#### GIVEN TASK:
Extract every line in the dataset excerpt below that contains the word "black".

[start DATASET ROWS]

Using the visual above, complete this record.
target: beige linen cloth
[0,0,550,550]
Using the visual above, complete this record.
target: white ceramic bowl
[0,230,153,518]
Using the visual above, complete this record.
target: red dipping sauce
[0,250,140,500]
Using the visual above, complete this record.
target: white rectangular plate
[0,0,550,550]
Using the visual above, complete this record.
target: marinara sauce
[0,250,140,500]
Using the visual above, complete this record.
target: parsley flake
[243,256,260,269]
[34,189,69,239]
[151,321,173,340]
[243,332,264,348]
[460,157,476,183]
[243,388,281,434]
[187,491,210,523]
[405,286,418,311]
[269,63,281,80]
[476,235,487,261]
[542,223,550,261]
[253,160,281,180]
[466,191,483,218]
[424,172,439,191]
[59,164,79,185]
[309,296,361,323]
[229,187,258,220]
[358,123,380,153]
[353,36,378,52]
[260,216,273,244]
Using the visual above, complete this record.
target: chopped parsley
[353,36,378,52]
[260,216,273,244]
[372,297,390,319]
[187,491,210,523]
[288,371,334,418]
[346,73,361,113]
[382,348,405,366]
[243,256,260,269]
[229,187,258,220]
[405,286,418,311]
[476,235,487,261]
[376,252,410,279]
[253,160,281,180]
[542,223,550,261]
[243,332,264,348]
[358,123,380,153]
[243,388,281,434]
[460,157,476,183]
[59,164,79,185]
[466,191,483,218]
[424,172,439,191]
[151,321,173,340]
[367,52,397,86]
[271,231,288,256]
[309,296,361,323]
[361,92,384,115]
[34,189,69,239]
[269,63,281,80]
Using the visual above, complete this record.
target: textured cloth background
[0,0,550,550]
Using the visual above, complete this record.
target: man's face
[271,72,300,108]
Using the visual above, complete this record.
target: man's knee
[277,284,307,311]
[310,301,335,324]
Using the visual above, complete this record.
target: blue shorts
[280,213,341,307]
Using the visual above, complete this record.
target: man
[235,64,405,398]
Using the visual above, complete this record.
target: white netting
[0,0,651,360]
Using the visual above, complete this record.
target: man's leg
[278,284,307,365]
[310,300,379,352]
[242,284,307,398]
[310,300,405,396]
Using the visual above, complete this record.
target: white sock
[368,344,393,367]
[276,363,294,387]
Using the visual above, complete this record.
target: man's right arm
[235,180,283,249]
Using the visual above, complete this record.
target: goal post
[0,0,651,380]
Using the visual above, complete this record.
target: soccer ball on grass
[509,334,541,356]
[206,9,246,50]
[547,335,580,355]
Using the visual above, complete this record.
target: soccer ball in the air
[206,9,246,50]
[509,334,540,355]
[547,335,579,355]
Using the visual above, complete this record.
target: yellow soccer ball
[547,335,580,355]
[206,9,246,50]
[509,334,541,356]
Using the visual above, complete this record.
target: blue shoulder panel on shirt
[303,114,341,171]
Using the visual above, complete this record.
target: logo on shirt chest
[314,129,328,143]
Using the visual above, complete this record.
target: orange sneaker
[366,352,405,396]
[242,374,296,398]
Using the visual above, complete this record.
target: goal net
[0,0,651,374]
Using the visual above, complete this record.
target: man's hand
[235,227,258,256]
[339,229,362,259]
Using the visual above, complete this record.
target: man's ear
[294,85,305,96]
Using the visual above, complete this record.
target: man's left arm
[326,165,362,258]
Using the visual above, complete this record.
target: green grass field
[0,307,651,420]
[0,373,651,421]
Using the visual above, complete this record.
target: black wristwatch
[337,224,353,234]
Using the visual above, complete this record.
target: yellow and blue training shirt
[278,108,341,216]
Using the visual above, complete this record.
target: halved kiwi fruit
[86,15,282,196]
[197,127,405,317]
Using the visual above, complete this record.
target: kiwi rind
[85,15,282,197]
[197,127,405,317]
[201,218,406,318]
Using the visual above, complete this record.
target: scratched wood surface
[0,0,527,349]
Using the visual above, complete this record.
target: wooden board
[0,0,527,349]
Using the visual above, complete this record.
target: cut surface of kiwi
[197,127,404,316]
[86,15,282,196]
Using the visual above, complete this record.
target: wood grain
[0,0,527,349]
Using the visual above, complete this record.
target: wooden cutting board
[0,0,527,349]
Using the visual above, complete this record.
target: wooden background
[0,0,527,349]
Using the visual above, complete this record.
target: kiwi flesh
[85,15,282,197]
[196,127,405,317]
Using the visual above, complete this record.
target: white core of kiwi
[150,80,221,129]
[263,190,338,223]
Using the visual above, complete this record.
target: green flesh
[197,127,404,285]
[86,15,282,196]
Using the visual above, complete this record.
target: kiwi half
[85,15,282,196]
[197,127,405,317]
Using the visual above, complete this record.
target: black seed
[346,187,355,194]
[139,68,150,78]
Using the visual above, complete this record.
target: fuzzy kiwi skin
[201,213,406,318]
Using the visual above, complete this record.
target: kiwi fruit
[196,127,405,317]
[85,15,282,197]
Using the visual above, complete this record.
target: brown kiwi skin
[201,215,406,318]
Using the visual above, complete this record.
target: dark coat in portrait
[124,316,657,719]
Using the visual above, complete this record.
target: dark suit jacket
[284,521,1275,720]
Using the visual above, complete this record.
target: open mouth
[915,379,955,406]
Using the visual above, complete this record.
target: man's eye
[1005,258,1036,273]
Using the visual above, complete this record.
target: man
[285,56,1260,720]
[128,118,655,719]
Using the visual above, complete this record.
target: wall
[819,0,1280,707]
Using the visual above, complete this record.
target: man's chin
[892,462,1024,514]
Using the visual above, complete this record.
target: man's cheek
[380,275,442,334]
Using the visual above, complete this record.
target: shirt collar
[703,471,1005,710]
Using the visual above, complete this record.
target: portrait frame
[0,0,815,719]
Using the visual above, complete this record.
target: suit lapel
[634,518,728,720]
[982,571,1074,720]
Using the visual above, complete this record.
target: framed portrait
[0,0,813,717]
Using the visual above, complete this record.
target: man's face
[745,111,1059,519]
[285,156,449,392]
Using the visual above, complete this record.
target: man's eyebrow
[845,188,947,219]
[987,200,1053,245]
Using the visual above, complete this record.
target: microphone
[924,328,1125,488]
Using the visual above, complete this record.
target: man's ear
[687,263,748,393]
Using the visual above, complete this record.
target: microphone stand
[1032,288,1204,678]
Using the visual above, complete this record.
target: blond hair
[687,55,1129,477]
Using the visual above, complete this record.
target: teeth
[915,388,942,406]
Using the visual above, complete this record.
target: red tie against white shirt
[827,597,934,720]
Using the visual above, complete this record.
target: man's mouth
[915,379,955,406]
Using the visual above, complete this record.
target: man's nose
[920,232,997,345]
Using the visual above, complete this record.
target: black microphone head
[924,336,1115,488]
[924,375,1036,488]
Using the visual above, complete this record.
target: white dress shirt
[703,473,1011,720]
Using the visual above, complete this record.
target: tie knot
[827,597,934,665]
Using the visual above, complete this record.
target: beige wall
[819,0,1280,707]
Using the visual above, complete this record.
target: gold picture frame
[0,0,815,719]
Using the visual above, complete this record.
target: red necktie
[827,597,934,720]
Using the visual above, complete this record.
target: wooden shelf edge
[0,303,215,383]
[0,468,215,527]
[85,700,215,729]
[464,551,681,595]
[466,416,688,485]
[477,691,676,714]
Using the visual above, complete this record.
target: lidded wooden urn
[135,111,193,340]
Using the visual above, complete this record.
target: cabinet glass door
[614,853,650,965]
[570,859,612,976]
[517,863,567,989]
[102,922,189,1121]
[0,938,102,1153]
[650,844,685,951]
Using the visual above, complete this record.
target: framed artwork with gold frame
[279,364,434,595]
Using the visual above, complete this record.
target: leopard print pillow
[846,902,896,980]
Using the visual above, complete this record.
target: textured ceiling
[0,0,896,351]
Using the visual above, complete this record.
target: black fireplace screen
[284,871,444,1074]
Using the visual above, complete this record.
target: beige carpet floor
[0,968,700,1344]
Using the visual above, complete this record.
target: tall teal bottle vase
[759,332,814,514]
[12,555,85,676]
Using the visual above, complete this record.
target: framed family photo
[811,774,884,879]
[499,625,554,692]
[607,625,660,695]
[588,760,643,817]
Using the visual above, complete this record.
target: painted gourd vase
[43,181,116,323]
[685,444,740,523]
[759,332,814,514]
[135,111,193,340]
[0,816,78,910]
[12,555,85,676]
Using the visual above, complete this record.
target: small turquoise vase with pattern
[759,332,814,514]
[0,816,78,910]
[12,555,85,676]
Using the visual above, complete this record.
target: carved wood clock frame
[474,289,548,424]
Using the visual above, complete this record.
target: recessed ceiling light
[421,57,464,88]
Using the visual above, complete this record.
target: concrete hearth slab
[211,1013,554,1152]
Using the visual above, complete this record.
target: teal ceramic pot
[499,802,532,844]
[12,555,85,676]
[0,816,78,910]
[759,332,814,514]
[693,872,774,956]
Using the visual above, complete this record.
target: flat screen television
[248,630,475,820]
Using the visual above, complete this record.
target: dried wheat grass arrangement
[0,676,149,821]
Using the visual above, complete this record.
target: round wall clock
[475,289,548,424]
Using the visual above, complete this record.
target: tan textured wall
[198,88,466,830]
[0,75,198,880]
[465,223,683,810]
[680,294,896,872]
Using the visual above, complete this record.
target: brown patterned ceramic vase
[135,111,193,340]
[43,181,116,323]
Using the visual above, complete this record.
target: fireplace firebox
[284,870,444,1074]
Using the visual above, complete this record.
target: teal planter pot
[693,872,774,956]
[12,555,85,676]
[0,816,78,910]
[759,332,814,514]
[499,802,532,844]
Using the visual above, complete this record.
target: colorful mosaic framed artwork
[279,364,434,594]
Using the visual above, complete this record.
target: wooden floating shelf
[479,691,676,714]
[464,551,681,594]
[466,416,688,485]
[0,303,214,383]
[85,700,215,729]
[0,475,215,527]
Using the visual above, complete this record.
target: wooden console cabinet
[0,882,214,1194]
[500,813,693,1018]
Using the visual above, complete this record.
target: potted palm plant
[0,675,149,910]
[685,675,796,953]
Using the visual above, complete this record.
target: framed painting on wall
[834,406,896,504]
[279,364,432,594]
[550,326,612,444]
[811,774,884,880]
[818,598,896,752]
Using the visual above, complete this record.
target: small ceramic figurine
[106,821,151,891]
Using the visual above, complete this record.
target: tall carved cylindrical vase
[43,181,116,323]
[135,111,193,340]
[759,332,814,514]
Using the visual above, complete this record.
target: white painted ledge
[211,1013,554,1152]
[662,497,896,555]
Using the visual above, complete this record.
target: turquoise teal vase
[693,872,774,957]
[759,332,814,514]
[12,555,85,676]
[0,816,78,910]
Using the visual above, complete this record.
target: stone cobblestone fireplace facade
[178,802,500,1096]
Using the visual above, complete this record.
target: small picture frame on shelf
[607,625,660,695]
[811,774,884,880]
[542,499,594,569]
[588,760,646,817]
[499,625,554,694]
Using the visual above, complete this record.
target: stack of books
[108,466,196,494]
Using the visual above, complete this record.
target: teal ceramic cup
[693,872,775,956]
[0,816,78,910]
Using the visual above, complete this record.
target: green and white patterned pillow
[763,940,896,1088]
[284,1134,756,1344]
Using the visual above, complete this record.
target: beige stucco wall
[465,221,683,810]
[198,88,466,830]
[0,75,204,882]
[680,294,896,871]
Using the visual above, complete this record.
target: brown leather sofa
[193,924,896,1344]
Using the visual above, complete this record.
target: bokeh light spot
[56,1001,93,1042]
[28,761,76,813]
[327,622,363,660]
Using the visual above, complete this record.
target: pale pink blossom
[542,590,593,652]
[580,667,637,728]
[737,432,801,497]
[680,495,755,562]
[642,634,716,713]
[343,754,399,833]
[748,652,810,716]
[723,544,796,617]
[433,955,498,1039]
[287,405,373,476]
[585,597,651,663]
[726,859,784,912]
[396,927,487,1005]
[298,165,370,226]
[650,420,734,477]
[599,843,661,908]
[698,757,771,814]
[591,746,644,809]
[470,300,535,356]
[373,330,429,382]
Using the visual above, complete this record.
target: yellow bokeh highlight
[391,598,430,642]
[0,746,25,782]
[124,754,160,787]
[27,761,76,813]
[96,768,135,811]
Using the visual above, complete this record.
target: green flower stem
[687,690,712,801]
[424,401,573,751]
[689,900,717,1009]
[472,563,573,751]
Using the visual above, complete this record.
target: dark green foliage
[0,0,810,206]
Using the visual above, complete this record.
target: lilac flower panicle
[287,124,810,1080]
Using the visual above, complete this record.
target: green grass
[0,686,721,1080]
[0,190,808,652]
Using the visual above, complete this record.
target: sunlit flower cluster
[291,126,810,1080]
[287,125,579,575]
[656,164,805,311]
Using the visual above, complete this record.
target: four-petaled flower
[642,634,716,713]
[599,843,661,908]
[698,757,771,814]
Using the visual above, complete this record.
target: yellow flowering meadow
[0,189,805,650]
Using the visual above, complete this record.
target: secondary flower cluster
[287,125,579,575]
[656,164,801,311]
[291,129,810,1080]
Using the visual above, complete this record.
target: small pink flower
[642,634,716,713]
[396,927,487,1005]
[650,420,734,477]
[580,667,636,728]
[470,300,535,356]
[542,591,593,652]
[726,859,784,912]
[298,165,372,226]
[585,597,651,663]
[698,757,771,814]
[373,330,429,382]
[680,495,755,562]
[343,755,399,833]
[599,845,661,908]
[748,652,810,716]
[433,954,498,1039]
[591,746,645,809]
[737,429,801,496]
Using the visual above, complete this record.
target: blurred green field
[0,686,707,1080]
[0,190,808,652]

[end DATASET ROWS]

#### SOLUTION FOR THIS PROBLEM:
target: black wristwatch
target: black seed
target: black microphone head
target: black fireplace screen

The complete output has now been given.